- Record set:
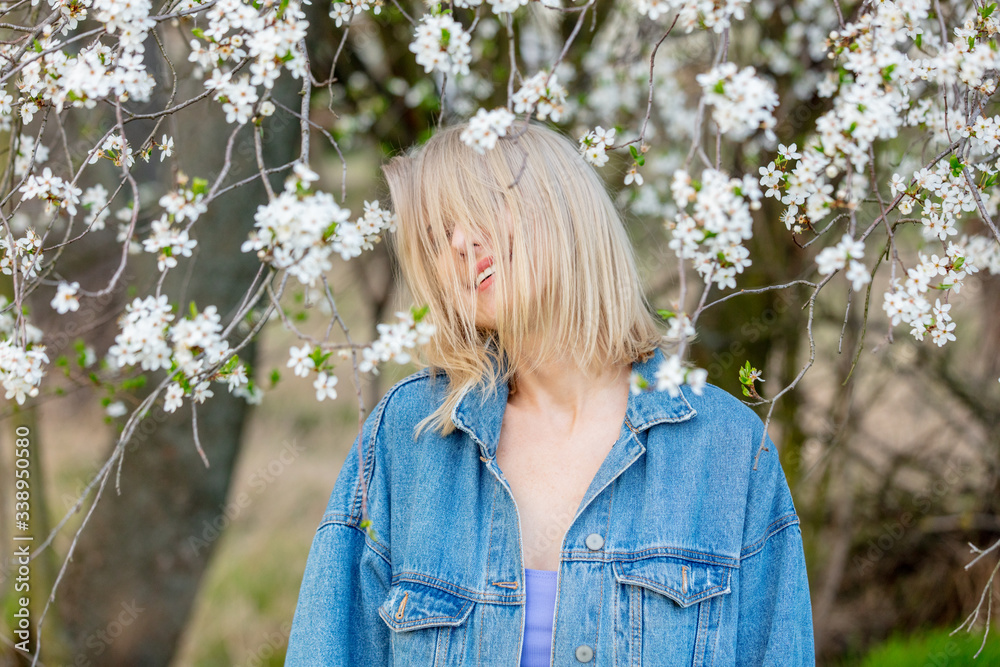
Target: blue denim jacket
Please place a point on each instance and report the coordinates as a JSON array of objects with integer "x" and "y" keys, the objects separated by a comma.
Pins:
[{"x": 681, "y": 553}]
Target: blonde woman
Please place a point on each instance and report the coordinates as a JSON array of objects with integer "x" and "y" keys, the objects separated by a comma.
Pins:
[{"x": 527, "y": 508}]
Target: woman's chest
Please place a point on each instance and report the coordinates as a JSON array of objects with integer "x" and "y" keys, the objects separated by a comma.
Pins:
[{"x": 548, "y": 474}]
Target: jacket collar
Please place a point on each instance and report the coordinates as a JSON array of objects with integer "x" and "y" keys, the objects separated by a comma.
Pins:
[{"x": 480, "y": 414}]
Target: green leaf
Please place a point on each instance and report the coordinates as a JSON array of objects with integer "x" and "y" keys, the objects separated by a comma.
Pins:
[
  {"x": 419, "y": 313},
  {"x": 199, "y": 186}
]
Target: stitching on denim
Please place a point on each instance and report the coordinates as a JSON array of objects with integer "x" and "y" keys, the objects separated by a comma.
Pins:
[
  {"x": 421, "y": 622},
  {"x": 443, "y": 634},
  {"x": 657, "y": 586},
  {"x": 493, "y": 515},
  {"x": 482, "y": 624},
  {"x": 616, "y": 621},
  {"x": 652, "y": 552},
  {"x": 704, "y": 611},
  {"x": 448, "y": 587},
  {"x": 776, "y": 527},
  {"x": 719, "y": 602},
  {"x": 637, "y": 627}
]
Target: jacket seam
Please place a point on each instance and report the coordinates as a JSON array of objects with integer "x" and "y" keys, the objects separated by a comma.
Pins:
[
  {"x": 374, "y": 545},
  {"x": 370, "y": 445},
  {"x": 656, "y": 552},
  {"x": 453, "y": 589},
  {"x": 776, "y": 526}
]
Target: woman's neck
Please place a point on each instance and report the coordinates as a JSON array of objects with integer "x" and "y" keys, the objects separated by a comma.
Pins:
[{"x": 562, "y": 387}]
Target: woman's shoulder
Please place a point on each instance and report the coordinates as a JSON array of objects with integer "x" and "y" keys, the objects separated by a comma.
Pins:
[
  {"x": 715, "y": 402},
  {"x": 417, "y": 395}
]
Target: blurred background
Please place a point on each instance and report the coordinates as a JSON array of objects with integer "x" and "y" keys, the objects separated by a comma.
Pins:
[{"x": 892, "y": 450}]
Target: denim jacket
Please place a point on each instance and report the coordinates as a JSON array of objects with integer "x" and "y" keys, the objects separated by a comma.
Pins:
[{"x": 681, "y": 551}]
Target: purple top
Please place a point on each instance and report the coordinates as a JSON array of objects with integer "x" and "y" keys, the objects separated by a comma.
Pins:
[{"x": 539, "y": 606}]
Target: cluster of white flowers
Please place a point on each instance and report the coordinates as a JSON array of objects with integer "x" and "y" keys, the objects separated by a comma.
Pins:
[
  {"x": 25, "y": 251},
  {"x": 595, "y": 144},
  {"x": 395, "y": 341},
  {"x": 548, "y": 100},
  {"x": 343, "y": 12},
  {"x": 712, "y": 234},
  {"x": 441, "y": 44},
  {"x": 115, "y": 148},
  {"x": 669, "y": 377},
  {"x": 679, "y": 328},
  {"x": 293, "y": 233},
  {"x": 834, "y": 258},
  {"x": 53, "y": 190},
  {"x": 302, "y": 361},
  {"x": 743, "y": 101},
  {"x": 270, "y": 33},
  {"x": 714, "y": 14},
  {"x": 169, "y": 242},
  {"x": 908, "y": 302},
  {"x": 946, "y": 196},
  {"x": 198, "y": 342},
  {"x": 298, "y": 230},
  {"x": 238, "y": 97},
  {"x": 985, "y": 134},
  {"x": 485, "y": 128},
  {"x": 65, "y": 299},
  {"x": 21, "y": 370},
  {"x": 143, "y": 337},
  {"x": 350, "y": 238},
  {"x": 198, "y": 345},
  {"x": 22, "y": 364}
]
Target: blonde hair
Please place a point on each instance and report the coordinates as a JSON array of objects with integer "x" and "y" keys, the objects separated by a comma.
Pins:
[{"x": 568, "y": 286}]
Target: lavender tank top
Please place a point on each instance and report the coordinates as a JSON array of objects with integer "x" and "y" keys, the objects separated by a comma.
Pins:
[{"x": 539, "y": 606}]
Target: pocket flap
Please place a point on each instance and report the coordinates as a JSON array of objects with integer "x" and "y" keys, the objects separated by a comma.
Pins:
[
  {"x": 410, "y": 606},
  {"x": 683, "y": 581}
]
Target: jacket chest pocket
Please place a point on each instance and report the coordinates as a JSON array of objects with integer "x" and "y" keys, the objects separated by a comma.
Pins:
[
  {"x": 668, "y": 611},
  {"x": 428, "y": 625}
]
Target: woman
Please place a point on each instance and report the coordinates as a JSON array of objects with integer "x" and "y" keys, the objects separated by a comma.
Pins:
[{"x": 526, "y": 506}]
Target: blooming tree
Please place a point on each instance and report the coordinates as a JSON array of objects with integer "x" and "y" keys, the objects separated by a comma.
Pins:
[{"x": 660, "y": 99}]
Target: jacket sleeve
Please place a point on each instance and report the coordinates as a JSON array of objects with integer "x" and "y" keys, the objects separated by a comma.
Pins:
[
  {"x": 347, "y": 573},
  {"x": 774, "y": 625}
]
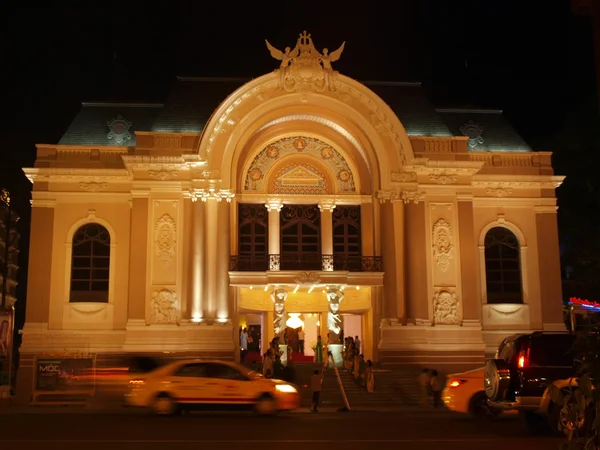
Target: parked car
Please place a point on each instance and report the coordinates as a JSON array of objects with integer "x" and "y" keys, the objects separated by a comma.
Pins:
[
  {"x": 465, "y": 393},
  {"x": 523, "y": 372},
  {"x": 195, "y": 384}
]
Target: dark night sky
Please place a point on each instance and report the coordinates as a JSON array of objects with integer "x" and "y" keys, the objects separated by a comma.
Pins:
[{"x": 530, "y": 58}]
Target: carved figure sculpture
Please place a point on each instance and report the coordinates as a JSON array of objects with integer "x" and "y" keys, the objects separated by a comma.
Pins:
[
  {"x": 164, "y": 307},
  {"x": 334, "y": 319},
  {"x": 445, "y": 308},
  {"x": 304, "y": 68},
  {"x": 279, "y": 296}
]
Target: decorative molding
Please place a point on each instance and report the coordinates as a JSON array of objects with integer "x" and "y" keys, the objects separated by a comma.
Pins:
[
  {"x": 403, "y": 177},
  {"x": 443, "y": 247},
  {"x": 326, "y": 206},
  {"x": 163, "y": 173},
  {"x": 163, "y": 307},
  {"x": 304, "y": 69},
  {"x": 498, "y": 191},
  {"x": 213, "y": 193},
  {"x": 544, "y": 182},
  {"x": 308, "y": 278},
  {"x": 84, "y": 312},
  {"x": 302, "y": 175},
  {"x": 119, "y": 130},
  {"x": 443, "y": 178},
  {"x": 165, "y": 239},
  {"x": 168, "y": 141},
  {"x": 504, "y": 313},
  {"x": 446, "y": 309},
  {"x": 92, "y": 186},
  {"x": 474, "y": 132},
  {"x": 400, "y": 195}
]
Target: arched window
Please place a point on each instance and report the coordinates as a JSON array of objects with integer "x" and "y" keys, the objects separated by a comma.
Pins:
[
  {"x": 90, "y": 263},
  {"x": 503, "y": 266}
]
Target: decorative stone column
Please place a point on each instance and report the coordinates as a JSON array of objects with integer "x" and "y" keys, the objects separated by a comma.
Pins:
[
  {"x": 197, "y": 306},
  {"x": 334, "y": 323},
  {"x": 223, "y": 255},
  {"x": 327, "y": 236},
  {"x": 274, "y": 208},
  {"x": 211, "y": 226}
]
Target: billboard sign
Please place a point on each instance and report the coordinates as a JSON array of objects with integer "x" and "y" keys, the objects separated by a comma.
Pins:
[{"x": 63, "y": 373}]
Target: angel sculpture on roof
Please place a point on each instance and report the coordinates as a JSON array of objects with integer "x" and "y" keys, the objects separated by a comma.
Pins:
[
  {"x": 304, "y": 68},
  {"x": 327, "y": 58},
  {"x": 286, "y": 57}
]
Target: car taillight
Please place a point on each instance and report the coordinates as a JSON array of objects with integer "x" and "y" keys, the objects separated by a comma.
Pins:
[
  {"x": 456, "y": 383},
  {"x": 523, "y": 360}
]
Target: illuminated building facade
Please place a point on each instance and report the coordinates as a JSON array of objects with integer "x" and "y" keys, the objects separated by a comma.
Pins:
[{"x": 163, "y": 227}]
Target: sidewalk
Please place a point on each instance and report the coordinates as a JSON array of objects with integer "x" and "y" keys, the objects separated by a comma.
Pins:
[{"x": 120, "y": 410}]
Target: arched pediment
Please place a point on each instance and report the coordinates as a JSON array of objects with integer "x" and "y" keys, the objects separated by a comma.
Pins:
[
  {"x": 348, "y": 105},
  {"x": 295, "y": 172}
]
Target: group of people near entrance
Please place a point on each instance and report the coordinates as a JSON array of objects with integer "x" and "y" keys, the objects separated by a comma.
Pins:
[{"x": 354, "y": 362}]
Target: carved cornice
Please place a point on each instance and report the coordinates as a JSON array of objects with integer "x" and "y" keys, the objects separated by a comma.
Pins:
[
  {"x": 93, "y": 186},
  {"x": 519, "y": 182},
  {"x": 397, "y": 195},
  {"x": 443, "y": 178},
  {"x": 211, "y": 193},
  {"x": 403, "y": 177},
  {"x": 77, "y": 175},
  {"x": 498, "y": 191},
  {"x": 147, "y": 162}
]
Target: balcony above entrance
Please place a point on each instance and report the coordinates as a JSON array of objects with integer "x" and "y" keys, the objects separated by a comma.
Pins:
[{"x": 298, "y": 261}]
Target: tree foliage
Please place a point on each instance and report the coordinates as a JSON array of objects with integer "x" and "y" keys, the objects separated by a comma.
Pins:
[{"x": 579, "y": 402}]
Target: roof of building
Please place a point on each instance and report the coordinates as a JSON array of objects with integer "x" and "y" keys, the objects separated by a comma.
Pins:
[
  {"x": 95, "y": 123},
  {"x": 192, "y": 101},
  {"x": 487, "y": 129}
]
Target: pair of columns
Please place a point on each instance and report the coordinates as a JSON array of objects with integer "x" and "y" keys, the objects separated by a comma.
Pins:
[
  {"x": 274, "y": 208},
  {"x": 210, "y": 257}
]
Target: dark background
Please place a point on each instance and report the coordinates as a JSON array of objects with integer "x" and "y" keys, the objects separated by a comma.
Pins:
[{"x": 533, "y": 59}]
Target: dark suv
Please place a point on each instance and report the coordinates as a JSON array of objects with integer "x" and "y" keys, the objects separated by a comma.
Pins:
[{"x": 525, "y": 367}]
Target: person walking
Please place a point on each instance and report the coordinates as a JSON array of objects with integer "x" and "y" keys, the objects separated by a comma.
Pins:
[
  {"x": 436, "y": 389},
  {"x": 316, "y": 382},
  {"x": 301, "y": 341},
  {"x": 425, "y": 387}
]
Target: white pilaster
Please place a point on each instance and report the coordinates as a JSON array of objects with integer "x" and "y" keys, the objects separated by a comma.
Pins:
[
  {"x": 274, "y": 208},
  {"x": 327, "y": 235}
]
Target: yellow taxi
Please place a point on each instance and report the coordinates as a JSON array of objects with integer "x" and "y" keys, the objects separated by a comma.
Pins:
[
  {"x": 465, "y": 393},
  {"x": 195, "y": 384}
]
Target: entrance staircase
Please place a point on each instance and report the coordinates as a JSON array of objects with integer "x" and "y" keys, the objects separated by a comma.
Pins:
[{"x": 392, "y": 389}]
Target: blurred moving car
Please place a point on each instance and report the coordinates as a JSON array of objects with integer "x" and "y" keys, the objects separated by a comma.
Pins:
[
  {"x": 196, "y": 384},
  {"x": 465, "y": 393}
]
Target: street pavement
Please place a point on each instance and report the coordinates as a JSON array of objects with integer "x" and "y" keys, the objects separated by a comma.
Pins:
[{"x": 70, "y": 429}]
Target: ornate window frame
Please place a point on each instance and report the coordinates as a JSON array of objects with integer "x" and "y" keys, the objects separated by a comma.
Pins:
[
  {"x": 90, "y": 218},
  {"x": 503, "y": 223}
]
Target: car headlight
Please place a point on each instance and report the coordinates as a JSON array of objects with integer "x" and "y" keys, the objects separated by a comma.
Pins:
[{"x": 286, "y": 388}]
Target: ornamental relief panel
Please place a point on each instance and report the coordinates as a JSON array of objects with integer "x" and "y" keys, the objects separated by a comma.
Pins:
[
  {"x": 165, "y": 239},
  {"x": 445, "y": 256},
  {"x": 313, "y": 148},
  {"x": 163, "y": 243},
  {"x": 164, "y": 307},
  {"x": 446, "y": 308},
  {"x": 443, "y": 247}
]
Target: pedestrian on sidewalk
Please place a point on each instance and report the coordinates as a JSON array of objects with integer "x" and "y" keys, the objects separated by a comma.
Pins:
[
  {"x": 316, "y": 382},
  {"x": 436, "y": 389},
  {"x": 425, "y": 385},
  {"x": 370, "y": 377}
]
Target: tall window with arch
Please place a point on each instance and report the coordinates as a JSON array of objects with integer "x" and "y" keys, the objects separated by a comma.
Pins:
[
  {"x": 90, "y": 264},
  {"x": 503, "y": 266}
]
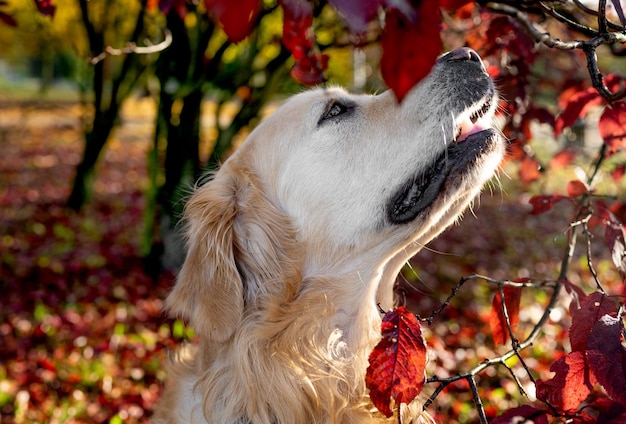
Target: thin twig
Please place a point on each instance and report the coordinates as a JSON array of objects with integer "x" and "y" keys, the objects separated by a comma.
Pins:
[
  {"x": 597, "y": 38},
  {"x": 134, "y": 48}
]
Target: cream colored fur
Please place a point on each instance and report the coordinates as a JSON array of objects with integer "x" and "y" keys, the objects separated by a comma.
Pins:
[{"x": 290, "y": 252}]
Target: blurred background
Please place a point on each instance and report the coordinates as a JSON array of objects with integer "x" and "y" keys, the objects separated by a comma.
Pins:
[{"x": 101, "y": 142}]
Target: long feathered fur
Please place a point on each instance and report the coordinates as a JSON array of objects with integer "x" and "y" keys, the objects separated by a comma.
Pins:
[{"x": 270, "y": 349}]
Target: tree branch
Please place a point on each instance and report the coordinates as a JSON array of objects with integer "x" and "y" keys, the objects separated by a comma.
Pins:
[{"x": 601, "y": 36}]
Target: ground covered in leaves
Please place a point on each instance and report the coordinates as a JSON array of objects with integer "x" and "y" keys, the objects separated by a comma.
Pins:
[{"x": 82, "y": 334}]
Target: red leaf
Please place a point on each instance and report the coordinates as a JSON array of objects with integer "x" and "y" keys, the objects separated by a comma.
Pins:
[
  {"x": 618, "y": 173},
  {"x": 543, "y": 203},
  {"x": 410, "y": 49},
  {"x": 562, "y": 159},
  {"x": 453, "y": 5},
  {"x": 615, "y": 238},
  {"x": 529, "y": 170},
  {"x": 497, "y": 320},
  {"x": 611, "y": 412},
  {"x": 47, "y": 364},
  {"x": 612, "y": 126},
  {"x": 572, "y": 383},
  {"x": 620, "y": 12},
  {"x": 585, "y": 317},
  {"x": 577, "y": 106},
  {"x": 299, "y": 39},
  {"x": 7, "y": 19},
  {"x": 577, "y": 294},
  {"x": 606, "y": 356},
  {"x": 576, "y": 188},
  {"x": 357, "y": 13},
  {"x": 522, "y": 414},
  {"x": 45, "y": 7},
  {"x": 237, "y": 18},
  {"x": 397, "y": 363}
]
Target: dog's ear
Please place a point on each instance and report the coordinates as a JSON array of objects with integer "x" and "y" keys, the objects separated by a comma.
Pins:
[{"x": 209, "y": 288}]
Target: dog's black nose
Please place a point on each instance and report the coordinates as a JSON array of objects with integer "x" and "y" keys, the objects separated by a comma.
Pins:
[{"x": 462, "y": 54}]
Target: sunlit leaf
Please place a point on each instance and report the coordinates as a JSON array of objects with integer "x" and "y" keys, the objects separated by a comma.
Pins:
[
  {"x": 298, "y": 37},
  {"x": 410, "y": 49},
  {"x": 358, "y": 13},
  {"x": 529, "y": 170},
  {"x": 237, "y": 18},
  {"x": 578, "y": 105},
  {"x": 543, "y": 203},
  {"x": 572, "y": 383},
  {"x": 585, "y": 317},
  {"x": 522, "y": 414},
  {"x": 612, "y": 126},
  {"x": 576, "y": 188},
  {"x": 607, "y": 357},
  {"x": 397, "y": 363},
  {"x": 562, "y": 159}
]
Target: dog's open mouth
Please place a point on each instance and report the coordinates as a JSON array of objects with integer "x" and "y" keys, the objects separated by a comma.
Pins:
[{"x": 475, "y": 137}]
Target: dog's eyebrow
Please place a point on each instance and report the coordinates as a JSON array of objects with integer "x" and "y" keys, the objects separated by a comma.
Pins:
[{"x": 336, "y": 108}]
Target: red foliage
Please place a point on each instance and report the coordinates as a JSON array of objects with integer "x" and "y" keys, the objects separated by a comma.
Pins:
[
  {"x": 397, "y": 363},
  {"x": 543, "y": 203},
  {"x": 298, "y": 37},
  {"x": 597, "y": 357},
  {"x": 238, "y": 18},
  {"x": 498, "y": 321},
  {"x": 613, "y": 126},
  {"x": 522, "y": 414},
  {"x": 570, "y": 386},
  {"x": 410, "y": 48}
]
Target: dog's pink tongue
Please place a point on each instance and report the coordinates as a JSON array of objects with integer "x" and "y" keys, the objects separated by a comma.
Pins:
[{"x": 468, "y": 128}]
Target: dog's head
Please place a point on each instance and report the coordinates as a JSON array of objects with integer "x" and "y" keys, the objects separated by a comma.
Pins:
[{"x": 336, "y": 183}]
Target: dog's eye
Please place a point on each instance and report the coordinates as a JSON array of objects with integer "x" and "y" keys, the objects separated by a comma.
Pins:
[{"x": 334, "y": 109}]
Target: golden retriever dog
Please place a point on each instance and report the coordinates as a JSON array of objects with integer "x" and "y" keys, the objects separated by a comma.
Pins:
[{"x": 295, "y": 243}]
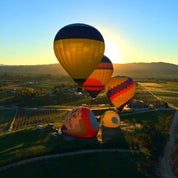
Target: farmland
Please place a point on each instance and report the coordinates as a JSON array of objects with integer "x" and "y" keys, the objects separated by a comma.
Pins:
[
  {"x": 167, "y": 91},
  {"x": 30, "y": 142},
  {"x": 45, "y": 99}
]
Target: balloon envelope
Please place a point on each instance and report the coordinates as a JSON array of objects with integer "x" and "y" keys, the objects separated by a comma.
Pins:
[
  {"x": 79, "y": 48},
  {"x": 111, "y": 119},
  {"x": 99, "y": 77},
  {"x": 120, "y": 89},
  {"x": 80, "y": 122}
]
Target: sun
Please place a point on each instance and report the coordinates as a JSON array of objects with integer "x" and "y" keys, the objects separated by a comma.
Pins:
[{"x": 111, "y": 51}]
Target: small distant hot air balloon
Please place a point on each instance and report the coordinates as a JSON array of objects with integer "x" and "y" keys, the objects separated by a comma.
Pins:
[
  {"x": 79, "y": 48},
  {"x": 80, "y": 122},
  {"x": 111, "y": 119},
  {"x": 120, "y": 89},
  {"x": 99, "y": 77}
]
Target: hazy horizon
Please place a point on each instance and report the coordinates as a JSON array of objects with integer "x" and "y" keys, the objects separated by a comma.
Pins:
[{"x": 133, "y": 31}]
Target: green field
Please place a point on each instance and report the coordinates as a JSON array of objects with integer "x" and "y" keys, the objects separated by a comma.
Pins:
[
  {"x": 149, "y": 139},
  {"x": 167, "y": 91},
  {"x": 6, "y": 117},
  {"x": 111, "y": 164}
]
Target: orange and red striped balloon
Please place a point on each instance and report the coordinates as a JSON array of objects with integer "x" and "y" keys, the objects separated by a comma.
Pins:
[
  {"x": 120, "y": 89},
  {"x": 99, "y": 77}
]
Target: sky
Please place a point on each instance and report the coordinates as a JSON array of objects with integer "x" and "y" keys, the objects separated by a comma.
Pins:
[{"x": 133, "y": 30}]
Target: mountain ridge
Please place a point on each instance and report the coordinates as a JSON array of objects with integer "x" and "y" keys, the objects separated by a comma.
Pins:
[{"x": 135, "y": 70}]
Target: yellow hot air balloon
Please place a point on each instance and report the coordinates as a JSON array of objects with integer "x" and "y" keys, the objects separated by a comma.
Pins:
[
  {"x": 120, "y": 89},
  {"x": 99, "y": 77},
  {"x": 79, "y": 48}
]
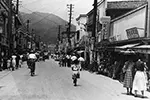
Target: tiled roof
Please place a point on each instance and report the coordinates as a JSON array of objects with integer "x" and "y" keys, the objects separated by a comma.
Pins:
[{"x": 125, "y": 4}]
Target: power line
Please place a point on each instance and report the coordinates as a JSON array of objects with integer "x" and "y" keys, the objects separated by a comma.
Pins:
[{"x": 41, "y": 16}]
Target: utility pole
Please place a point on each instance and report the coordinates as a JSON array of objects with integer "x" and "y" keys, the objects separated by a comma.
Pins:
[
  {"x": 94, "y": 29},
  {"x": 32, "y": 38},
  {"x": 148, "y": 28},
  {"x": 10, "y": 36},
  {"x": 69, "y": 24},
  {"x": 28, "y": 21},
  {"x": 59, "y": 32}
]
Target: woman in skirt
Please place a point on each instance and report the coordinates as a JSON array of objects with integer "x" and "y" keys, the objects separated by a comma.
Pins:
[
  {"x": 128, "y": 79},
  {"x": 139, "y": 83}
]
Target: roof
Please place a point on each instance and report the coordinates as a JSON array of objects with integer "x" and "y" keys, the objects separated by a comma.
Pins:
[
  {"x": 81, "y": 15},
  {"x": 125, "y": 4}
]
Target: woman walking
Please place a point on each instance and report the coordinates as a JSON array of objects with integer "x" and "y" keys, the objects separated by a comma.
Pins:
[
  {"x": 139, "y": 83},
  {"x": 128, "y": 79}
]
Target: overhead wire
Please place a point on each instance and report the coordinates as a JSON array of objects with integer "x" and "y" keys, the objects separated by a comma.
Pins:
[{"x": 41, "y": 16}]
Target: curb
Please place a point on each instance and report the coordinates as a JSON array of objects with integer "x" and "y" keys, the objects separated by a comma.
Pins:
[{"x": 7, "y": 73}]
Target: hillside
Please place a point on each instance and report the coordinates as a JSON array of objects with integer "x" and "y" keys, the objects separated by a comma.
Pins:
[{"x": 45, "y": 25}]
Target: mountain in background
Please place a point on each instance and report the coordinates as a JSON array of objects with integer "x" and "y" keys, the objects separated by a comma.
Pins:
[{"x": 46, "y": 25}]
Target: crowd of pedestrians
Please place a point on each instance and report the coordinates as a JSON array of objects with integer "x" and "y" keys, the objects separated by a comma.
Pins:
[
  {"x": 135, "y": 77},
  {"x": 11, "y": 63}
]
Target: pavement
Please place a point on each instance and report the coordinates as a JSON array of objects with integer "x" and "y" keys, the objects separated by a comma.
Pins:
[
  {"x": 54, "y": 83},
  {"x": 4, "y": 73}
]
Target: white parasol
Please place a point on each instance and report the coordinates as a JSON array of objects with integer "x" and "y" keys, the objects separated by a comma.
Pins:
[
  {"x": 73, "y": 58},
  {"x": 81, "y": 59},
  {"x": 80, "y": 51}
]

- Task objective:
Wherever a line in the data above contains the word "window", copy that line.

- Answer to this exercise:
Target: arched window
Target: ornate window frame
Target: tall window with arch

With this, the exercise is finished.